## [PROBLEM REQUIREMENTS]
Return each line in the rows below that contains the string "beak". Case counts.

## [MATERIAL SHOWN]

▼▼▼

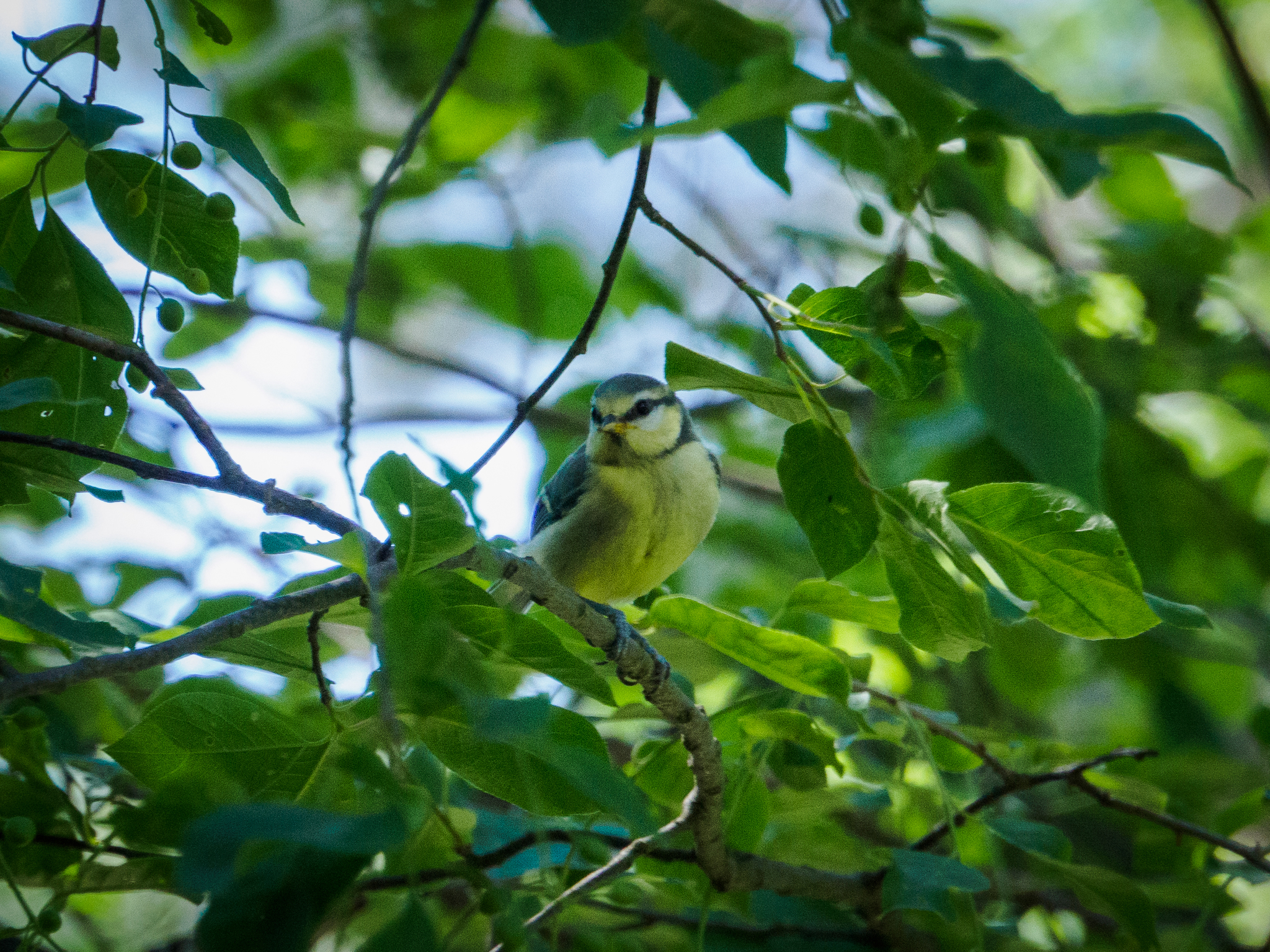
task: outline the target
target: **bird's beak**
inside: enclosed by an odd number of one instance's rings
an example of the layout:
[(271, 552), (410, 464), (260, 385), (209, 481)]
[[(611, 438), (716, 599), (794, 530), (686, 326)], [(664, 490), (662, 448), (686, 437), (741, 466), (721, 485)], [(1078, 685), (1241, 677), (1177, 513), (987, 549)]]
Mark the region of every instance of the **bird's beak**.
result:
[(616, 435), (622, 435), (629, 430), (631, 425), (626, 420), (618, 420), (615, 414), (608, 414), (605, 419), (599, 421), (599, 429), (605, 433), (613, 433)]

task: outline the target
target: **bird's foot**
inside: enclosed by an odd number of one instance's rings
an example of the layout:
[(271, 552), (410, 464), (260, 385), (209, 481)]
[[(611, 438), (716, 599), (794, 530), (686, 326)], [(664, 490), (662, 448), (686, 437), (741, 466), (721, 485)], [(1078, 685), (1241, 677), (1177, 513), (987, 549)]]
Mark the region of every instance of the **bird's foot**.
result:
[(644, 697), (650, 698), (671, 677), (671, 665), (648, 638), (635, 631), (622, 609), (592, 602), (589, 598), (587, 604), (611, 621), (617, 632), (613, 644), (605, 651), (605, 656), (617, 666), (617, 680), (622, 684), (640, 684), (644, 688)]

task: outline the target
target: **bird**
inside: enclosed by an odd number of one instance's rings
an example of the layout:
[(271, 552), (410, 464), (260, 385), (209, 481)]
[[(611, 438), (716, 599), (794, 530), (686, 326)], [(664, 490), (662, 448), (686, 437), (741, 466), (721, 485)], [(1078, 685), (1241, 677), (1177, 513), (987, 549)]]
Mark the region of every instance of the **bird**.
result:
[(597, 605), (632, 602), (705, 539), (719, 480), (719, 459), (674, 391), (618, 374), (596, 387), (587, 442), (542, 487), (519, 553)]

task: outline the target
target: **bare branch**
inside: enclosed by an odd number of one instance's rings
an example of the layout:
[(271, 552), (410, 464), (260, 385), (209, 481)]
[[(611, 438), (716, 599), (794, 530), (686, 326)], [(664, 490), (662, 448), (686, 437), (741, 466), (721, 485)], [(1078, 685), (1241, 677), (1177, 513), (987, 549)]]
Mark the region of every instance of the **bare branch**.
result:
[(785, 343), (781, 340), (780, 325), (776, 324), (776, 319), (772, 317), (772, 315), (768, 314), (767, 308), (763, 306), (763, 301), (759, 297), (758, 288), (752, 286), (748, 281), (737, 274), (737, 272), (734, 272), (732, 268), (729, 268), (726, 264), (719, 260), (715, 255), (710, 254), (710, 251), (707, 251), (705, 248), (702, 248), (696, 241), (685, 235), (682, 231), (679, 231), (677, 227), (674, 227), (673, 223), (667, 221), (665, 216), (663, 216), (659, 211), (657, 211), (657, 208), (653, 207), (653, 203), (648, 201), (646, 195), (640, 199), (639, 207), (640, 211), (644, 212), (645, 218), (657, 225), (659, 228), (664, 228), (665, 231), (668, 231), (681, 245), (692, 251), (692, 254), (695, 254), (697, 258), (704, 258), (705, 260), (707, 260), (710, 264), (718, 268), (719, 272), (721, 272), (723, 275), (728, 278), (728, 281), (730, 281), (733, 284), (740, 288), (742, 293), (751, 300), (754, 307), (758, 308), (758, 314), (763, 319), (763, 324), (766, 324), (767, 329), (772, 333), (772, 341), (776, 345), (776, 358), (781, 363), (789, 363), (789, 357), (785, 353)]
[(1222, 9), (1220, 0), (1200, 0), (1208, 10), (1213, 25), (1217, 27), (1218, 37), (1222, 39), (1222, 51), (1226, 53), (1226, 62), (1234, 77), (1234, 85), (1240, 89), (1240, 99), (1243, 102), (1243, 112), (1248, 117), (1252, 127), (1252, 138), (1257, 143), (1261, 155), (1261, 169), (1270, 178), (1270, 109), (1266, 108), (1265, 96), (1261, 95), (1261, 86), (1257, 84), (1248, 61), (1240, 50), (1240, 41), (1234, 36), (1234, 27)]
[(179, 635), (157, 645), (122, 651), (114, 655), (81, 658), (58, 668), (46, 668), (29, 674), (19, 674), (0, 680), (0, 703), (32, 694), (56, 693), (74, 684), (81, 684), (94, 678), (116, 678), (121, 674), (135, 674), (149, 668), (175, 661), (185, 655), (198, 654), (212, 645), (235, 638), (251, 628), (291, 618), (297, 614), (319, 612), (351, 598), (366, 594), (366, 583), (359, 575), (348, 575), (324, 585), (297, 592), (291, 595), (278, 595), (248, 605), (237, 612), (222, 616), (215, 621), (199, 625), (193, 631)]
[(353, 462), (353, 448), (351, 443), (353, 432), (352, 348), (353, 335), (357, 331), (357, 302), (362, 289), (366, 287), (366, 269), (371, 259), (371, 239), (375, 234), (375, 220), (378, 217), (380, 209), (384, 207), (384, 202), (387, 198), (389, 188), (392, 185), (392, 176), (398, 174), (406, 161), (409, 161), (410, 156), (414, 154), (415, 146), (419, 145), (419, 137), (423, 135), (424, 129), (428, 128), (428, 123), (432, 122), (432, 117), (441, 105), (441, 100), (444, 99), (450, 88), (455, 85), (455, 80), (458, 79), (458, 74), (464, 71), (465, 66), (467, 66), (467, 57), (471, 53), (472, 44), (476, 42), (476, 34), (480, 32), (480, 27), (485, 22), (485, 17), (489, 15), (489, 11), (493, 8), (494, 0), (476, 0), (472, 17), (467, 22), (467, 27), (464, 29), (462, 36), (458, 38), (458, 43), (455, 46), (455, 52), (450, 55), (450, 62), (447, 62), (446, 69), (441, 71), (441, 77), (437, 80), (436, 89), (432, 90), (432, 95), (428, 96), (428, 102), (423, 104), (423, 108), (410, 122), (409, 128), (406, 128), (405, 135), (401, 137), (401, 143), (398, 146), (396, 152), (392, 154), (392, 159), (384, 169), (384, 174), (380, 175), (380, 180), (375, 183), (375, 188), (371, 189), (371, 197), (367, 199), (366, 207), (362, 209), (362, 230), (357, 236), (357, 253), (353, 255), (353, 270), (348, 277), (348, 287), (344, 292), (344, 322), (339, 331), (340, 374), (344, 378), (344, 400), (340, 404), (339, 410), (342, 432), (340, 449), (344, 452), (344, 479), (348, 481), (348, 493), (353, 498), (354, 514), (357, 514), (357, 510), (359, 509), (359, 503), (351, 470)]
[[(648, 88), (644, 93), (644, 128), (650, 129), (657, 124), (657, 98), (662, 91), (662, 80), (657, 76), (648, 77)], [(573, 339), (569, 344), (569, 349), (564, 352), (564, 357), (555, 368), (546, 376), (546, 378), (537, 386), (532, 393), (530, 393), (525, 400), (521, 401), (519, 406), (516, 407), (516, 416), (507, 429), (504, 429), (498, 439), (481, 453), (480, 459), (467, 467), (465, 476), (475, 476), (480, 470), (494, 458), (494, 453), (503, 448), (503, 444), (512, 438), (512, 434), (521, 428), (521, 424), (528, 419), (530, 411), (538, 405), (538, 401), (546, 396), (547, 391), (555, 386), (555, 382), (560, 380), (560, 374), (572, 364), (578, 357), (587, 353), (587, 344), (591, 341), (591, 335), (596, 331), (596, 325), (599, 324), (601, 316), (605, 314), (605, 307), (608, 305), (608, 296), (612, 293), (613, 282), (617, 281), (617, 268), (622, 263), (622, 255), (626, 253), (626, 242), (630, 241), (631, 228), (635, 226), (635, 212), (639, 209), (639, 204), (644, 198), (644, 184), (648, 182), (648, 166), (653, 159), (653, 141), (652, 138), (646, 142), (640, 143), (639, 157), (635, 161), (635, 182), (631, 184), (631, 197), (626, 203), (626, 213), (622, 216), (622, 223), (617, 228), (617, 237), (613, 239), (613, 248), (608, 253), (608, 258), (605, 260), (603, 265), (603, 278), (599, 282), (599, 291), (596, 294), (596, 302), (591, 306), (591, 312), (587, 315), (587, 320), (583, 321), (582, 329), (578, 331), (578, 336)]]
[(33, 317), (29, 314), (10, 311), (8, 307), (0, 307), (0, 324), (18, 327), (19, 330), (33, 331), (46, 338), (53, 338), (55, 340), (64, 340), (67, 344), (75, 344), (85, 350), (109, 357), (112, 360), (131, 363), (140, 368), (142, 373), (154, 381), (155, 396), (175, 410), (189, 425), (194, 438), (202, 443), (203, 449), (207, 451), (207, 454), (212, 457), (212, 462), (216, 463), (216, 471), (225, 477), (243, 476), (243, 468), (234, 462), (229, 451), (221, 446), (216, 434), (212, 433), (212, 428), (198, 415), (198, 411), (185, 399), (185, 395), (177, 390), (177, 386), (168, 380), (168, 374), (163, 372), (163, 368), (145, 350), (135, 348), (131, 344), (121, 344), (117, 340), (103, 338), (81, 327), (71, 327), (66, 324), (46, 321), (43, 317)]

▲▲▲

## [WRITTEN SOLUTION]
target: **bird's beak**
Mark the region of every instance of the **bird's beak**.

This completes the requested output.